▸ **ASSIGNMENT**
Return the entries that follow exactly, with no images.
*** Opening of SOURCE RECORDS ***
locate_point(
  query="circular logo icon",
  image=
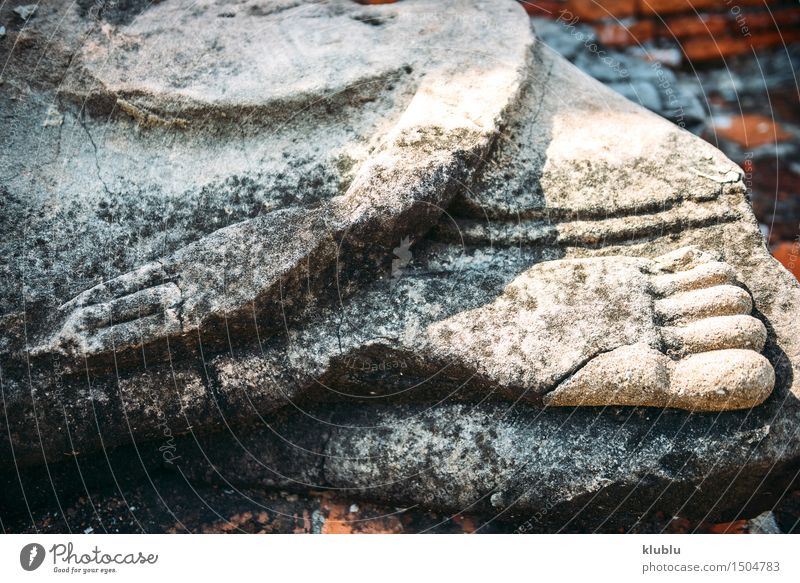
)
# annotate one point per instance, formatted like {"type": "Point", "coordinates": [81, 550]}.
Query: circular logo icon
{"type": "Point", "coordinates": [31, 556]}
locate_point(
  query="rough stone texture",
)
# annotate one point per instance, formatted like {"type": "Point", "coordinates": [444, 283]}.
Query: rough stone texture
{"type": "Point", "coordinates": [138, 186]}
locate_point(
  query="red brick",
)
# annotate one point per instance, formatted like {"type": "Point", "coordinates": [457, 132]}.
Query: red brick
{"type": "Point", "coordinates": [547, 8]}
{"type": "Point", "coordinates": [762, 20]}
{"type": "Point", "coordinates": [694, 25]}
{"type": "Point", "coordinates": [663, 7]}
{"type": "Point", "coordinates": [591, 10]}
{"type": "Point", "coordinates": [618, 35]}
{"type": "Point", "coordinates": [751, 131]}
{"type": "Point", "coordinates": [708, 49]}
{"type": "Point", "coordinates": [788, 253]}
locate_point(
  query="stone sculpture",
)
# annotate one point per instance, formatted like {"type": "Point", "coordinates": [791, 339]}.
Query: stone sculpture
{"type": "Point", "coordinates": [245, 209]}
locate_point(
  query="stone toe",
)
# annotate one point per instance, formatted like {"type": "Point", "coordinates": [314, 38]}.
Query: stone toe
{"type": "Point", "coordinates": [716, 333]}
{"type": "Point", "coordinates": [703, 276]}
{"type": "Point", "coordinates": [720, 300]}
{"type": "Point", "coordinates": [682, 259]}
{"type": "Point", "coordinates": [721, 380]}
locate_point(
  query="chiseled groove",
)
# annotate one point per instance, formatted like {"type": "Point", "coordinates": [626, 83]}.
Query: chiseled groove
{"type": "Point", "coordinates": [584, 233]}
{"type": "Point", "coordinates": [470, 209]}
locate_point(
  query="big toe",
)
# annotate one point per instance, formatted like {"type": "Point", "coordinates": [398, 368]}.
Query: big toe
{"type": "Point", "coordinates": [721, 380]}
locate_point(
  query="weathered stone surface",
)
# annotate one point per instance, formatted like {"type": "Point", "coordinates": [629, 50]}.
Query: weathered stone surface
{"type": "Point", "coordinates": [439, 251]}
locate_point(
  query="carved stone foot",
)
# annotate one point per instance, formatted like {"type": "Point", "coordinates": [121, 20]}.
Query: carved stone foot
{"type": "Point", "coordinates": [671, 332]}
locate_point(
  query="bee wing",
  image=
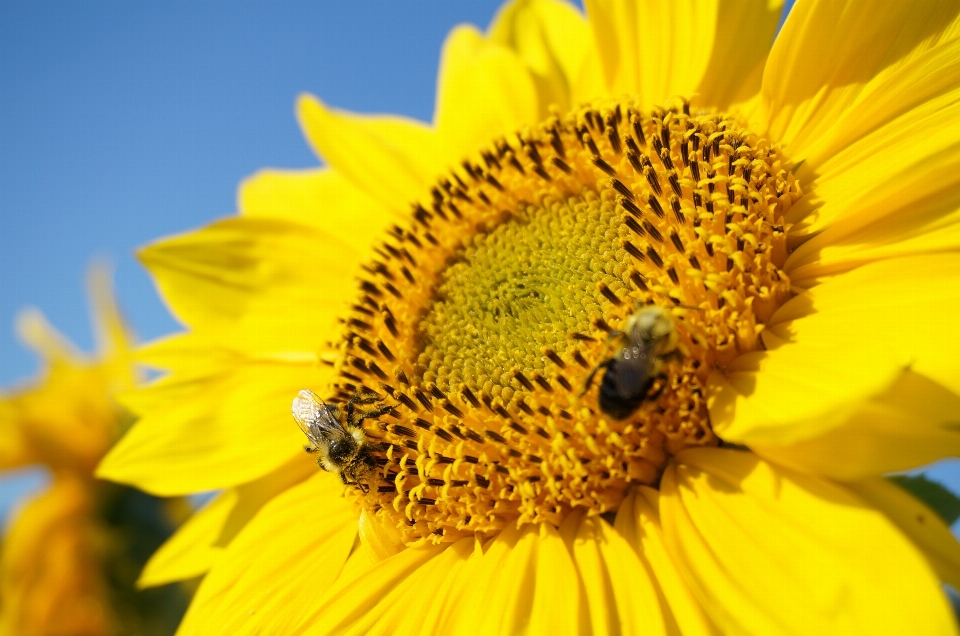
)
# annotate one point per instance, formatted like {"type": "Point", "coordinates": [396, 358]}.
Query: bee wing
{"type": "Point", "coordinates": [314, 417]}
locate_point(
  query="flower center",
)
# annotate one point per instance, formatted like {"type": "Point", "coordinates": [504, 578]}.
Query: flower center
{"type": "Point", "coordinates": [544, 327]}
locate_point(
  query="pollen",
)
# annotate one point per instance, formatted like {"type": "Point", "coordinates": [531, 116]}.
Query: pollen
{"type": "Point", "coordinates": [481, 319]}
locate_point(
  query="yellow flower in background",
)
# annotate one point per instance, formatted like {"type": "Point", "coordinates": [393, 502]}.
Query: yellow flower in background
{"type": "Point", "coordinates": [788, 214]}
{"type": "Point", "coordinates": [71, 555]}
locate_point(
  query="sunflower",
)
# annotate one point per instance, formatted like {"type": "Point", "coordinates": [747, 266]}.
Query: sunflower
{"type": "Point", "coordinates": [631, 335]}
{"type": "Point", "coordinates": [70, 557]}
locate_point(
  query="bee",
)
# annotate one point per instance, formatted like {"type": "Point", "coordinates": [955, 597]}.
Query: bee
{"type": "Point", "coordinates": [337, 435]}
{"type": "Point", "coordinates": [650, 336]}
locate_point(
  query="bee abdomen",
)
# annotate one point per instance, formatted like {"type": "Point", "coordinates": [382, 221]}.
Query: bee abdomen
{"type": "Point", "coordinates": [614, 404]}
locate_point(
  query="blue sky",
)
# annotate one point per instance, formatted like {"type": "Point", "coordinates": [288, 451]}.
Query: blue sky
{"type": "Point", "coordinates": [121, 122]}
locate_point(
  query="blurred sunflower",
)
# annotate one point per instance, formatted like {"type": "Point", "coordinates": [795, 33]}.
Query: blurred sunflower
{"type": "Point", "coordinates": [71, 556]}
{"type": "Point", "coordinates": [789, 213]}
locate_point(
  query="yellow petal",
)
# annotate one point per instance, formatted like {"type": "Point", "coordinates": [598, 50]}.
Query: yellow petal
{"type": "Point", "coordinates": [190, 552]}
{"type": "Point", "coordinates": [414, 605]}
{"type": "Point", "coordinates": [391, 159]}
{"type": "Point", "coordinates": [319, 197]}
{"type": "Point", "coordinates": [35, 331]}
{"type": "Point", "coordinates": [923, 526]}
{"type": "Point", "coordinates": [255, 270]}
{"type": "Point", "coordinates": [52, 574]}
{"type": "Point", "coordinates": [913, 423]}
{"type": "Point", "coordinates": [552, 39]}
{"type": "Point", "coordinates": [889, 185]}
{"type": "Point", "coordinates": [528, 582]}
{"type": "Point", "coordinates": [657, 50]}
{"type": "Point", "coordinates": [620, 595]}
{"type": "Point", "coordinates": [638, 521]}
{"type": "Point", "coordinates": [848, 345]}
{"type": "Point", "coordinates": [837, 68]}
{"type": "Point", "coordinates": [114, 339]}
{"type": "Point", "coordinates": [198, 544]}
{"type": "Point", "coordinates": [797, 391]}
{"type": "Point", "coordinates": [485, 91]}
{"type": "Point", "coordinates": [197, 434]}
{"type": "Point", "coordinates": [769, 551]}
{"type": "Point", "coordinates": [272, 573]}
{"type": "Point", "coordinates": [365, 595]}
{"type": "Point", "coordinates": [906, 305]}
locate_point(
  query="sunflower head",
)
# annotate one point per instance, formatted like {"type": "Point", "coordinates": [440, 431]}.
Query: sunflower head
{"type": "Point", "coordinates": [641, 248]}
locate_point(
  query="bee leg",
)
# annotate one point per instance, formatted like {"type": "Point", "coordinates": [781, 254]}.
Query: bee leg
{"type": "Point", "coordinates": [589, 381]}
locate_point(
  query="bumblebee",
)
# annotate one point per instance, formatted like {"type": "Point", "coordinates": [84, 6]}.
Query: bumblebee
*** Close of SOURCE RECORDS ***
▸ **RESPONSE**
locate_point(
  query="circular logo icon",
  image=
)
# annotate one point per instance, formatted like {"type": "Point", "coordinates": [81, 550]}.
Query: circular logo icon
{"type": "Point", "coordinates": [31, 556]}
locate_point(
  query="rough stone texture",
)
# annotate one point per instance, formatted like {"type": "Point", "coordinates": [444, 283]}.
Query: rough stone texture
{"type": "Point", "coordinates": [138, 186]}
locate_point(
  query="red brick",
)
# annotate one point per instance, formatted like {"type": "Point", "coordinates": [457, 132]}.
Query: red brick
{"type": "Point", "coordinates": [547, 8]}
{"type": "Point", "coordinates": [762, 20]}
{"type": "Point", "coordinates": [694, 25]}
{"type": "Point", "coordinates": [663, 7]}
{"type": "Point", "coordinates": [591, 10]}
{"type": "Point", "coordinates": [618, 35]}
{"type": "Point", "coordinates": [751, 131]}
{"type": "Point", "coordinates": [708, 49]}
{"type": "Point", "coordinates": [788, 253]}
locate_point(
  query="stone sculpture",
)
# annotate one point per instance, formatted like {"type": "Point", "coordinates": [791, 339]}.
Query: stone sculpture
{"type": "Point", "coordinates": [245, 209]}
locate_point(
  query="stone toe",
)
# annotate one point per instance, formatted like {"type": "Point", "coordinates": [314, 38]}.
Query: stone toe
{"type": "Point", "coordinates": [716, 333]}
{"type": "Point", "coordinates": [703, 276]}
{"type": "Point", "coordinates": [720, 300]}
{"type": "Point", "coordinates": [682, 259]}
{"type": "Point", "coordinates": [721, 380]}
locate_point(
  query="chiseled groove",
)
# annotate one point per instance, formatted like {"type": "Point", "coordinates": [626, 83]}.
Query: chiseled groove
{"type": "Point", "coordinates": [584, 233]}
{"type": "Point", "coordinates": [470, 209]}
locate_point(
  query="big toe",
)
# annotate one point per instance, formatted like {"type": "Point", "coordinates": [398, 368]}.
Query: big toe
{"type": "Point", "coordinates": [721, 380]}
locate_point(
  query="weathered stone surface",
)
# annotate one point per instance, formatted like {"type": "Point", "coordinates": [629, 50]}.
Query: weathered stone surface
{"type": "Point", "coordinates": [439, 251]}
locate_point(
  query="carved stone foot",
)
# annotate one point per instance, formatted like {"type": "Point", "coordinates": [121, 20]}.
Query: carved stone foot
{"type": "Point", "coordinates": [671, 332]}
locate_point(
  query="bee wing",
  image=
)
# annotate one point per instance, formatted like {"type": "Point", "coordinates": [396, 358]}.
Query: bee wing
{"type": "Point", "coordinates": [314, 417]}
locate_point(
  query="flower center",
)
# annotate one point per instance, formatted like {"type": "Point", "coordinates": [504, 578]}.
Query: flower center
{"type": "Point", "coordinates": [544, 327]}
locate_point(
  query="pollen",
)
# annotate one point per instance, formatted like {"type": "Point", "coordinates": [531, 116]}.
Query: pollen
{"type": "Point", "coordinates": [481, 319]}
locate_point(
  query="yellow flower in background",
)
# annotate one point per instance, formatted like {"type": "Point", "coordinates": [393, 502]}.
Query: yellow flower in background
{"type": "Point", "coordinates": [788, 214]}
{"type": "Point", "coordinates": [71, 555]}
locate_point(
  query="sunflower",
)
# annotate one point per instance, formatted like {"type": "Point", "coordinates": [747, 266]}.
Query: sunflower
{"type": "Point", "coordinates": [631, 335]}
{"type": "Point", "coordinates": [70, 557]}
locate_point(
  query="bee",
)
# annotate one point per instance, formatted like {"type": "Point", "coordinates": [955, 597]}.
Query: bee
{"type": "Point", "coordinates": [337, 435]}
{"type": "Point", "coordinates": [650, 336]}
locate_point(
  query="bee abdomen",
)
# annotate one point per instance, formatted like {"type": "Point", "coordinates": [382, 221]}.
Query: bee abdomen
{"type": "Point", "coordinates": [614, 404]}
locate_point(
  query="blue sky",
)
# annotate one point per instance, formatted like {"type": "Point", "coordinates": [288, 451]}.
Query: blue sky
{"type": "Point", "coordinates": [121, 122]}
locate_point(
  query="blurred sunflower",
)
# annotate one point per instance, formatted like {"type": "Point", "coordinates": [795, 33]}.
Query: blurred sunflower
{"type": "Point", "coordinates": [71, 556]}
{"type": "Point", "coordinates": [789, 213]}
locate_point(
  query="yellow petal",
)
# annotate one point per instance, formatted like {"type": "Point", "coordinates": [598, 50]}.
Query: yellow petal
{"type": "Point", "coordinates": [190, 552]}
{"type": "Point", "coordinates": [414, 605]}
{"type": "Point", "coordinates": [391, 159]}
{"type": "Point", "coordinates": [319, 197]}
{"type": "Point", "coordinates": [35, 331]}
{"type": "Point", "coordinates": [923, 526]}
{"type": "Point", "coordinates": [255, 270]}
{"type": "Point", "coordinates": [52, 574]}
{"type": "Point", "coordinates": [913, 423]}
{"type": "Point", "coordinates": [552, 39]}
{"type": "Point", "coordinates": [889, 185]}
{"type": "Point", "coordinates": [528, 582]}
{"type": "Point", "coordinates": [657, 50]}
{"type": "Point", "coordinates": [620, 595]}
{"type": "Point", "coordinates": [638, 521]}
{"type": "Point", "coordinates": [848, 345]}
{"type": "Point", "coordinates": [837, 68]}
{"type": "Point", "coordinates": [114, 339]}
{"type": "Point", "coordinates": [198, 544]}
{"type": "Point", "coordinates": [797, 391]}
{"type": "Point", "coordinates": [485, 91]}
{"type": "Point", "coordinates": [197, 434]}
{"type": "Point", "coordinates": [769, 551]}
{"type": "Point", "coordinates": [272, 573]}
{"type": "Point", "coordinates": [365, 595]}
{"type": "Point", "coordinates": [906, 305]}
locate_point(
  query="sunflower head",
)
# annotate one point per instance, formatted like {"type": "Point", "coordinates": [440, 431]}.
Query: sunflower head
{"type": "Point", "coordinates": [641, 248]}
locate_point(
  query="bee leg",
)
# annotate one point per instance, formatted like {"type": "Point", "coordinates": [781, 254]}.
Query: bee leg
{"type": "Point", "coordinates": [589, 381]}
locate_point(
  query="bumblebee",
)
# annotate one point per instance, formatted like {"type": "Point", "coordinates": [84, 6]}.
Query: bumblebee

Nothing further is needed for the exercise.